:: INPUT MATERIAL
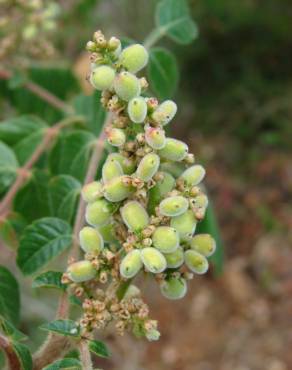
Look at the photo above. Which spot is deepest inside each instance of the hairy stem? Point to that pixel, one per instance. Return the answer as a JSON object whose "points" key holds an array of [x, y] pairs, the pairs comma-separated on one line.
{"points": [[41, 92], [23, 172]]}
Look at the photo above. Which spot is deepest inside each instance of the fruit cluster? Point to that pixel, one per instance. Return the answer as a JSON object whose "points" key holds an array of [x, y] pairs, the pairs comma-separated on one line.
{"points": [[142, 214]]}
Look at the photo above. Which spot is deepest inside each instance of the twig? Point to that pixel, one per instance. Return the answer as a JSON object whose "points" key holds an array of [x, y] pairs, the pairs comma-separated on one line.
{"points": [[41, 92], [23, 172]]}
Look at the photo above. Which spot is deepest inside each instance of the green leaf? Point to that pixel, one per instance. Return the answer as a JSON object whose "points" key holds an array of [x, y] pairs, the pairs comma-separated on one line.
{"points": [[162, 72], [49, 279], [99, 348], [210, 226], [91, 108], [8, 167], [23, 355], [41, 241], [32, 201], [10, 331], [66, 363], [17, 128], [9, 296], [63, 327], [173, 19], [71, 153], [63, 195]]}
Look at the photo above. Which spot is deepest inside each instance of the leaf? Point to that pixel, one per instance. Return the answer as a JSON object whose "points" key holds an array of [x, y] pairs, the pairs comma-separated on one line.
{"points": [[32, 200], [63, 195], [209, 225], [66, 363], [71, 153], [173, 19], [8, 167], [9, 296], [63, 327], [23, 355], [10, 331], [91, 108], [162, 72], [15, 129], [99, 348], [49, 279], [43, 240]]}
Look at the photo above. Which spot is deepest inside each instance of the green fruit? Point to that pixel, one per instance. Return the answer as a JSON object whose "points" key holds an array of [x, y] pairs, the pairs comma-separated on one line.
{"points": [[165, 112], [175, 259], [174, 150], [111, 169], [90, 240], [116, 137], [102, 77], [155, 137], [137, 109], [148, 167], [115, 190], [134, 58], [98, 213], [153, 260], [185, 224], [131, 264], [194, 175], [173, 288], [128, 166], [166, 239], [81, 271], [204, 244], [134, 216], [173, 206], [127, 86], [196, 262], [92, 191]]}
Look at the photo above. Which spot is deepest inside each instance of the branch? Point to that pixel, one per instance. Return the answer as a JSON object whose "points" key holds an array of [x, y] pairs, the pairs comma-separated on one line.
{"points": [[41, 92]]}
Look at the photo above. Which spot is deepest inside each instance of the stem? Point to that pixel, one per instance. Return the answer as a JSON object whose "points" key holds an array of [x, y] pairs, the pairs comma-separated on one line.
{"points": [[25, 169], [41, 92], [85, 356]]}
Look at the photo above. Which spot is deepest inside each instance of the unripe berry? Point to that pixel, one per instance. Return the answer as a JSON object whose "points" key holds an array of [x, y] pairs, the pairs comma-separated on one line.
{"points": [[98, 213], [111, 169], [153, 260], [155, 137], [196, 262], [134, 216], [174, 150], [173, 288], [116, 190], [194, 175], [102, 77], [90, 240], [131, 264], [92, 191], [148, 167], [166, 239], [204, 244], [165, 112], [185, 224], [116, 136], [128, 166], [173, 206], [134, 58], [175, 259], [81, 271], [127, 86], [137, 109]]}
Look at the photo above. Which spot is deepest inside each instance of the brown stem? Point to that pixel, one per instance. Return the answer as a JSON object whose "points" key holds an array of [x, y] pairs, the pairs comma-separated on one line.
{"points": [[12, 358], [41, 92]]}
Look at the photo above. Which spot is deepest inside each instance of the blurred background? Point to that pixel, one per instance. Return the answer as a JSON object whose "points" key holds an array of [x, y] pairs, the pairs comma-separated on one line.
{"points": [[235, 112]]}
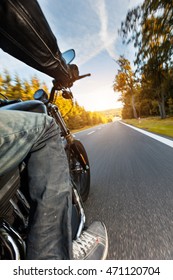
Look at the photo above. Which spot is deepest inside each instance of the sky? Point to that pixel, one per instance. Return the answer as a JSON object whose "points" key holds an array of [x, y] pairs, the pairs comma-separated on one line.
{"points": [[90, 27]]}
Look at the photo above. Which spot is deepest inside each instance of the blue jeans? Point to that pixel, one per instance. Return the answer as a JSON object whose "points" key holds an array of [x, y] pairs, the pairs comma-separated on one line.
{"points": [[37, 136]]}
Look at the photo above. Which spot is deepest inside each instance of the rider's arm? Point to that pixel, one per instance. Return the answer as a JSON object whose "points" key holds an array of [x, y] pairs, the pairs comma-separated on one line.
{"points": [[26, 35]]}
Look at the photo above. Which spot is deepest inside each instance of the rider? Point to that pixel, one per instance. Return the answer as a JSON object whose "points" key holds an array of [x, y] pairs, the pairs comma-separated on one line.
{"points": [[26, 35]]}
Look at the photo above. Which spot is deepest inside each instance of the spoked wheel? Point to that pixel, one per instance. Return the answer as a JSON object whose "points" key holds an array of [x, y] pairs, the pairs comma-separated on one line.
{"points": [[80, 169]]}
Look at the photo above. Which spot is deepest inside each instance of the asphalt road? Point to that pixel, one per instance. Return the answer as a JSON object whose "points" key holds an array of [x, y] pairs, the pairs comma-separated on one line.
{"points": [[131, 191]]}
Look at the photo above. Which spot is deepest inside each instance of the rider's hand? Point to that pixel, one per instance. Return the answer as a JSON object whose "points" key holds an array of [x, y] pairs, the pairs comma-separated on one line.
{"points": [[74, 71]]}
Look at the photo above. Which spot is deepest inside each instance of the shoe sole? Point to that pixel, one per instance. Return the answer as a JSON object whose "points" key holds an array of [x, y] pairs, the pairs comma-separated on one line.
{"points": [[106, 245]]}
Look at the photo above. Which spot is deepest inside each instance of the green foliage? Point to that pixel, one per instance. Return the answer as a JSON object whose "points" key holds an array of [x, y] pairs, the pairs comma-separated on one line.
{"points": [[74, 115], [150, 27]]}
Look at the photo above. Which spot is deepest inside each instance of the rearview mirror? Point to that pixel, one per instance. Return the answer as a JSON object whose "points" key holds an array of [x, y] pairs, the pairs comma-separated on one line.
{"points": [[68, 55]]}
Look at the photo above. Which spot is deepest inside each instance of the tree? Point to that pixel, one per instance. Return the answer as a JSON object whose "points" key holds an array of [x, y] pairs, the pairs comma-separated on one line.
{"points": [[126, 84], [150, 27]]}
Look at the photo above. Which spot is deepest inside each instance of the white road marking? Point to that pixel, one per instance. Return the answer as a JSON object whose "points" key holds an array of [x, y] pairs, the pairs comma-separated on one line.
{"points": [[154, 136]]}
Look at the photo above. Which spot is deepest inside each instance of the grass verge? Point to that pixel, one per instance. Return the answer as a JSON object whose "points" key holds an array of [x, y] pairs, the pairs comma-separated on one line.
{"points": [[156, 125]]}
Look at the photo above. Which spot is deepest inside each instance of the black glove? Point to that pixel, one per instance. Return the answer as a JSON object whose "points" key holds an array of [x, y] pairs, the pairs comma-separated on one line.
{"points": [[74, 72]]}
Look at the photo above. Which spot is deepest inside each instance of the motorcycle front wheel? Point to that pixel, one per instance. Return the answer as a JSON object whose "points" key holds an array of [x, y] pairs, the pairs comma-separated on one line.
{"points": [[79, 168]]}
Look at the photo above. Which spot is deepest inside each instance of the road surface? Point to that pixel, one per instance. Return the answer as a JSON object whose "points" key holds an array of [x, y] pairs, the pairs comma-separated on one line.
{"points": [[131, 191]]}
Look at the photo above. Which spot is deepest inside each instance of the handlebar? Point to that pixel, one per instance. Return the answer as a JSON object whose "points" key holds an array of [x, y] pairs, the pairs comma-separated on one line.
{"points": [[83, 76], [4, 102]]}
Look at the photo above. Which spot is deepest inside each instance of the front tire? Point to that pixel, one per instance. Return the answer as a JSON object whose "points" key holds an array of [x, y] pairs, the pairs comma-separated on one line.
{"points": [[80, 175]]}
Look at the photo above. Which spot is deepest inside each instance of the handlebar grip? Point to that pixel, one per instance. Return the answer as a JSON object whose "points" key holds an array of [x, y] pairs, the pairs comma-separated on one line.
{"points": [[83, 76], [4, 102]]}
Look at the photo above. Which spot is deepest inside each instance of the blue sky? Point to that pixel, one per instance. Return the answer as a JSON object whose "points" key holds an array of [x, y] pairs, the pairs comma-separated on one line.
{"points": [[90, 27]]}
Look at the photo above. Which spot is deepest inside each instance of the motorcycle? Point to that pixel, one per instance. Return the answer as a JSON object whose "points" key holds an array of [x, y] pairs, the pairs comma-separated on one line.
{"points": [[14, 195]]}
::::
Copy the items from the line holding "the blue sky?" through the last line of the items, both ends included. Keep the requests as they are, and shift every x and y coordinate in the answers by -82.

● **TASK RESULT**:
Look at the photo above. Which spot is deepest inside each instance of the blue sky? Point to that pixel, one per instance. Return the answer as a JSON object whose "points" key holds an array of [x, y] pairs, the pairs comma-separated on one line.
{"points": [[8, -55]]}
Look at the photo above. Which spot is deepest inside each instance of the motorcycle? Point to that pixel, one per instance. Return the answer as a JSON object whose "points" key holds an array of [x, y] pairs, the pairs comma-separated on one line.
{"points": [[-68, 113]]}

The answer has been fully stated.